● STATED TASK 1: Render the entries, everything from the line containing "Mark the kitchen" down to the line containing "xmin=407 ymin=122 xmax=458 ymax=202" with both ends included, as a two-column CSV with the columns request and answer. Use one row for each request, putting its text and its answer each in one quoted field, with line breaks turned into spaces.

● DOCUMENT EXTRACT:
- - - - - - -

Apache2: Rewrite REQUEST_URI based on a bulk list of GET parameters in QUERY_STRING
Recently I searched for a solution to rewrite a REQUEST_URI based on GET parameters in QUERY_STRING. To make it even more complicated, I had a list of ~2000 parameters that have to be rewritten like the following:
if %{QUERY_STRING} starts with one of <parameters>:
rewrite %{REQUEST_URI} from /new/ to /old/
Honestly, it took me several hours to find a solution that was satisfying and scales well. Hopefully, this post will save time for others with the need for a similar solution.
Research and first attempt: RewriteCond %{QUERY_STRING} ...
After reading through some documentation, particularly Manipulating the Query String, the following ideas came to my mind at first:
RewriteCond %{REQUEST_URI} ^/new/
RewriteCond %{QUERY_STRING} ^(param1)(.*)$ [OR]
RewriteCond %{QUERY_STRING} ^(param2)(.*)$ [OR]
...
RewriteCond %{QUERY_STRING} ^(paramN)(.*)$
RewriteRule /new/ /old/?%1%2 [R,L]
or instead of an own RewriteCond for each parameter:
RewriteCond %{QUERY_STRING} ^(param1|param2|...|paramN)(.*)$
There has to be something smarter ...
But with ~2000 parameters to look up, neither of the solutions seemed particularly smart. Both scale really bad and probably it's rather heavy stuff for Apache to check ~2000 conditions for every ^/new/ request.
Instead I was searching for a solution to lookup a string from a compiled list of strings. RewriteMap seemed like it might be what I was searching for. I read the Apache2 RewriteMap documentation here and here and finally found a solution that worked as expected, with one limitation. But read on ...
The solution: RewriteMap and RewriteCond ${mapfile:%{QUERY_STRING}} ...
Finally, the solution was to use a RewriteMap with all parameters that shall be rewritten and check given parameters in the requests against this map within a RewriteCond. If the parameter matches, the simple RewriteRule applies.
For the inpatient, here's the rewrite magic from my VirtualHost configuration:
RewriteEngine On
RewriteMap RewriteParams "dbm:/tmp/rewrite-params.map"

- - - - - - -

● DATA TO USE:
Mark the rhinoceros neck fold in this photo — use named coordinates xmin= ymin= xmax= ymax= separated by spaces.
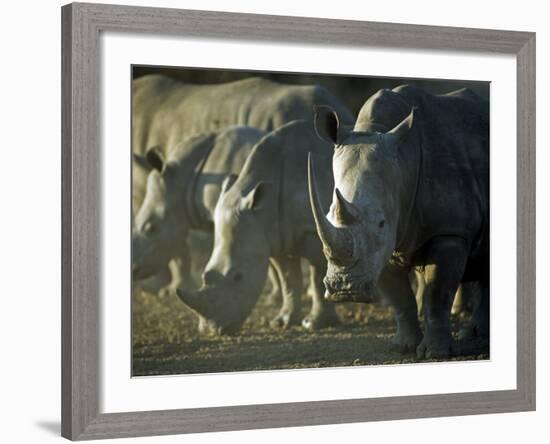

- - - - - - -

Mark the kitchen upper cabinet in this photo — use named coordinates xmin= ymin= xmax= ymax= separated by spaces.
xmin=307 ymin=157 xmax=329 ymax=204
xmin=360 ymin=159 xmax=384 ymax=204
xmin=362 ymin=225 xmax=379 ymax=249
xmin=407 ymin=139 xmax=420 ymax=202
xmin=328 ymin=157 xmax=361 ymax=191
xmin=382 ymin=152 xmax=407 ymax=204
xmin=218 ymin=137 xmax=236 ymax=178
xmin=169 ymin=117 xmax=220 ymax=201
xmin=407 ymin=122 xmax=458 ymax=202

- - - - - - -

● STATED TASK 2: Can you set down, word for word, everything in the Apache rewrite post from "Instead I was" down to "read on ..."?

● FULL SOLUTION 1:
request,answer
"Mark the kitchen upper cabinet in this photo — use named coordinates xmin= ymin= xmax= ymax= separated by spaces.","xmin=307 ymin=157 xmax=329 ymax=204 xmin=360 ymin=159 xmax=384 ymax=204 xmin=362 ymin=225 xmax=379 ymax=249 xmin=407 ymin=139 xmax=420 ymax=202 xmin=328 ymin=157 xmax=361 ymax=191 xmin=382 ymin=152 xmax=407 ymax=204 xmin=218 ymin=137 xmax=236 ymax=178 xmin=169 ymin=117 xmax=220 ymax=201 xmin=407 ymin=122 xmax=458 ymax=202"

● FULL SOLUTION 2:
Instead I was searching for a solution to lookup a string from a compiled list of strings. RewriteMap seemed like it might be what I was searching for. I read the Apache2 RewriteMap documentation here and here and finally found a solution that worked as expected, with one limitation. But read on ...